=== TEXT FOR ANALYSIS ===
-------

Pappas, who competed for Greece in the 10,000m at the Rio Games (setting a Greek national record of 31:36.16 in the event), says she spent her whole life working toward the Olympics.
“I’ve always been an extremely motivated person,” Pappas says in the video. “And that mindset took me all the way to the Olympics, but it didn’t prepare me for what would be the greatest challenge of my life.”
After she represented Greece at the 2016 Summer Olympics in Rio de Janeiro, Brazil, her mental health spiralled downward, and she was eventually diagnosed with severe clinical depression.
“It began with sleeplessness. I couldn’t turn my mind off…” Pappas says. “I was so unprepared for this tremendous crash.”
Compounded by injuries, lack of sleep and a refusal to stop training, her situation nearly led her to commit suicide — just as her own mother had done when she was four years old.
Now she’s speaking out so others don’t have to experience what she endured.

-------

=== DATA UNDER STUDY ===

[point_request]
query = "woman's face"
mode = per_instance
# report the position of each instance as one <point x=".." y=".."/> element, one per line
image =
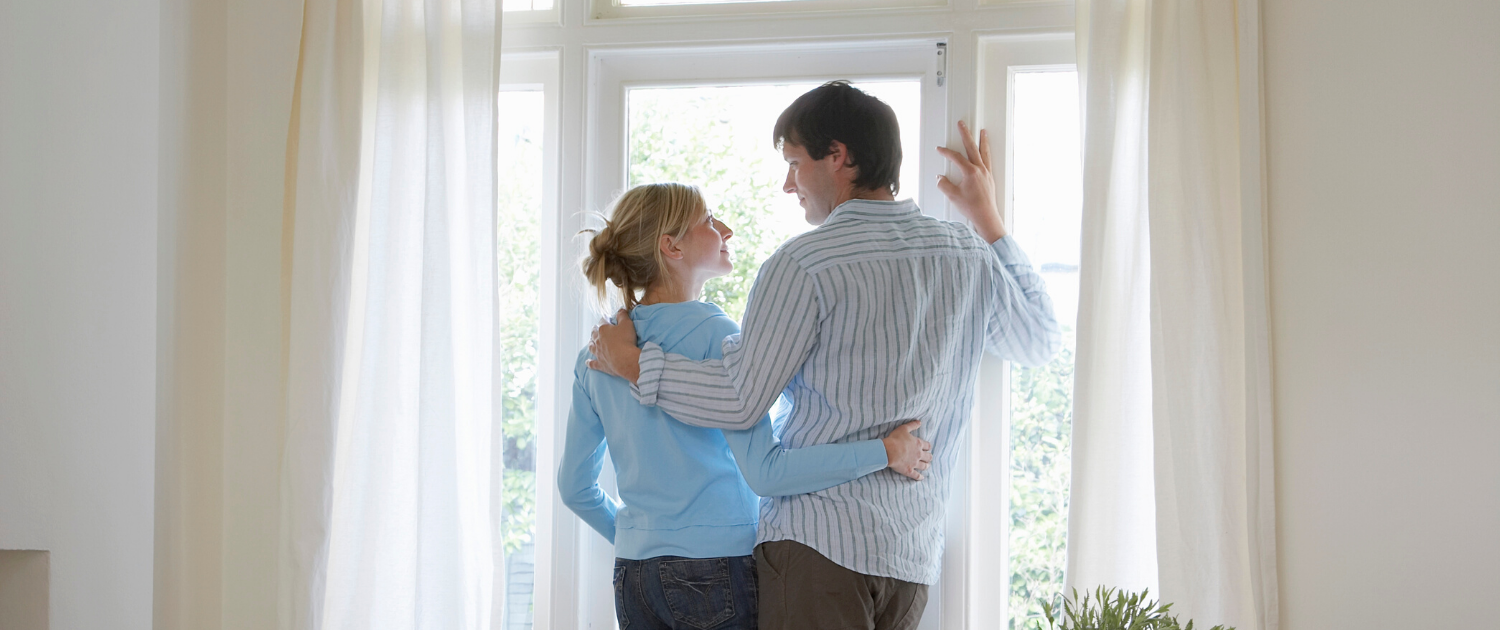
<point x="705" y="248"/>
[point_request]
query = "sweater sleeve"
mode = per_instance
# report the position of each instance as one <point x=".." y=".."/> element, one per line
<point x="582" y="459"/>
<point x="776" y="471"/>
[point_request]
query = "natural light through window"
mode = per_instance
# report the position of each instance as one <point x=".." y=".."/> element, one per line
<point x="690" y="2"/>
<point x="719" y="138"/>
<point x="521" y="128"/>
<point x="1046" y="203"/>
<point x="525" y="5"/>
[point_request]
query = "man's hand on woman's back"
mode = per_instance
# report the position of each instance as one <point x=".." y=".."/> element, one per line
<point x="614" y="348"/>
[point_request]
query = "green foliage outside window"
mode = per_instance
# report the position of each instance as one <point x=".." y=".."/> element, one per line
<point x="1041" y="446"/>
<point x="519" y="233"/>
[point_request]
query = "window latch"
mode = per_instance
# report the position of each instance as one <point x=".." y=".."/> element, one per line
<point x="942" y="63"/>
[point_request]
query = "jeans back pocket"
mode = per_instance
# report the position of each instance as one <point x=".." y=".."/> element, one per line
<point x="621" y="605"/>
<point x="698" y="591"/>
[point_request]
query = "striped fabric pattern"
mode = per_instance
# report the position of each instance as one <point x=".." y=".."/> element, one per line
<point x="876" y="317"/>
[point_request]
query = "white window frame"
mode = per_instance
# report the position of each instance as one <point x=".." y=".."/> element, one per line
<point x="572" y="593"/>
<point x="999" y="59"/>
<point x="524" y="71"/>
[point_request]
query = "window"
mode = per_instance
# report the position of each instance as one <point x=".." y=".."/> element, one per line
<point x="525" y="135"/>
<point x="1029" y="101"/>
<point x="645" y="89"/>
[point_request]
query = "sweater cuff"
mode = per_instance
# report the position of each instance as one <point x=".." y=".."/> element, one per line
<point x="1010" y="252"/>
<point x="869" y="456"/>
<point x="651" y="363"/>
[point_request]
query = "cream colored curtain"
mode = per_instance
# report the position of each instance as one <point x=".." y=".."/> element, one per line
<point x="1173" y="474"/>
<point x="389" y="282"/>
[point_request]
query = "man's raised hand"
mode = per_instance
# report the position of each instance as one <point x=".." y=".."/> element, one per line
<point x="974" y="195"/>
<point x="908" y="453"/>
<point x="614" y="348"/>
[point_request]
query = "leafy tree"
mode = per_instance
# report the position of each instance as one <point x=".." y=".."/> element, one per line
<point x="519" y="233"/>
<point x="1041" y="446"/>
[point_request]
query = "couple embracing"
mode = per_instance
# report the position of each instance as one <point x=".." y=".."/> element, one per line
<point x="875" y="318"/>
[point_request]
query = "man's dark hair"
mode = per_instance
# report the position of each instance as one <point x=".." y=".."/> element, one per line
<point x="861" y="122"/>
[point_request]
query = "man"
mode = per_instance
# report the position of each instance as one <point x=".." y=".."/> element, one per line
<point x="878" y="315"/>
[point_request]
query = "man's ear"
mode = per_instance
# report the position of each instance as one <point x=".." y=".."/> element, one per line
<point x="669" y="248"/>
<point x="839" y="153"/>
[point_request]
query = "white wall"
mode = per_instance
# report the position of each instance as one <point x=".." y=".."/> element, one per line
<point x="78" y="206"/>
<point x="228" y="74"/>
<point x="1383" y="135"/>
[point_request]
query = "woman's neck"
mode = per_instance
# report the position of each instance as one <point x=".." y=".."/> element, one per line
<point x="669" y="293"/>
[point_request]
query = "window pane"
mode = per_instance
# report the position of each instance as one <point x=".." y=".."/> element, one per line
<point x="1046" y="198"/>
<point x="525" y="5"/>
<point x="687" y="2"/>
<point x="719" y="138"/>
<point x="519" y="192"/>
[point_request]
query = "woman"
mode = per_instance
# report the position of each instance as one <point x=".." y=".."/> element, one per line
<point x="686" y="521"/>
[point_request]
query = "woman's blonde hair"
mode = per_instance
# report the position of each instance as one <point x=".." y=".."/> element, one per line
<point x="626" y="252"/>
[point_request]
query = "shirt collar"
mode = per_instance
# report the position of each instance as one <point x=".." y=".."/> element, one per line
<point x="873" y="210"/>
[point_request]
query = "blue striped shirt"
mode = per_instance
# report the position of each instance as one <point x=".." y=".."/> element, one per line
<point x="875" y="317"/>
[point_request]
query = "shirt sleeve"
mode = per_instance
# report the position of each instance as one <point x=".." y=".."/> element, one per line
<point x="774" y="471"/>
<point x="1022" y="326"/>
<point x="582" y="459"/>
<point x="780" y="329"/>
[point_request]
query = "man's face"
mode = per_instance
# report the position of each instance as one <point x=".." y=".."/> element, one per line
<point x="815" y="182"/>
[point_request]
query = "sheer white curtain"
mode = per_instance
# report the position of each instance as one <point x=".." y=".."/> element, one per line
<point x="1173" y="479"/>
<point x="389" y="516"/>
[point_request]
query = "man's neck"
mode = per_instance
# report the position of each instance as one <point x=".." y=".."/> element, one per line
<point x="881" y="194"/>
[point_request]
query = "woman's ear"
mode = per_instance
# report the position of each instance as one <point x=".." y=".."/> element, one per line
<point x="669" y="248"/>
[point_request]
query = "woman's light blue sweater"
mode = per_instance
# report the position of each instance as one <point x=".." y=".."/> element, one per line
<point x="680" y="488"/>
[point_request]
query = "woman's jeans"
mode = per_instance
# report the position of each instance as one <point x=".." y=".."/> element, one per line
<point x="671" y="593"/>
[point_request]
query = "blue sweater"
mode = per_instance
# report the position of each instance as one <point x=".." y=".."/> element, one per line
<point x="680" y="488"/>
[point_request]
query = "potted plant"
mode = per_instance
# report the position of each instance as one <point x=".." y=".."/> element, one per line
<point x="1113" y="609"/>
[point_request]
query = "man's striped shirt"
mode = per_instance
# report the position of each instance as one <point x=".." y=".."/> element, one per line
<point x="873" y="318"/>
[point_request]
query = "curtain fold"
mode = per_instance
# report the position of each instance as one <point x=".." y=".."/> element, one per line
<point x="1112" y="518"/>
<point x="1172" y="153"/>
<point x="390" y="462"/>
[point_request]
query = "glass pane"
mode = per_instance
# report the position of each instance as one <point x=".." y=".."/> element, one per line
<point x="521" y="126"/>
<point x="719" y="138"/>
<point x="687" y="2"/>
<point x="1046" y="198"/>
<point x="525" y="5"/>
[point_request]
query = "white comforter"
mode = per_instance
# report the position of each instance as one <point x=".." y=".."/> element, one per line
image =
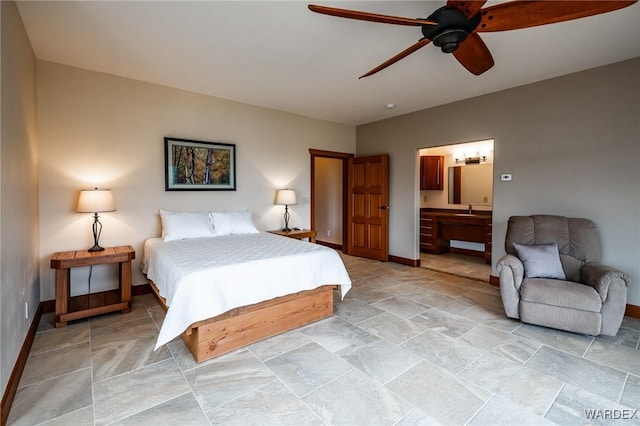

-------

=== PROBLEMS TO WORK ON ===
**1.** According to the passage about Pappas, what was she eventually diagnosed with after the Rio Games?
**2.** Write the next part of the passage about Pappas, carrying it forward from its final sentence.

=== ANSWERS TO THE TASKS ===
**1.** Severe clinical depression.

**2.**
“I understood that like a broken bone, I wasn’t going to feel better overnight.”
After working to recover, Pappas says she has a new outlook on mental health. “So many Olympians have experienced a mental health injury,” she says. “What if we looked at mental health the same way we do physical health?”
Like with her physical health, Pappas works on her mental health every day. Just like that broken bone she mentioned, just because it heals doesn’t mean it can’t be broken again, and that’s the same with mental health injuries.
“We aren’t going to lose this time.”
Pappas’s book ‘Bravery: Chasing Dreams, Befriending Pain, and Other Big Ideas’ will be available in January.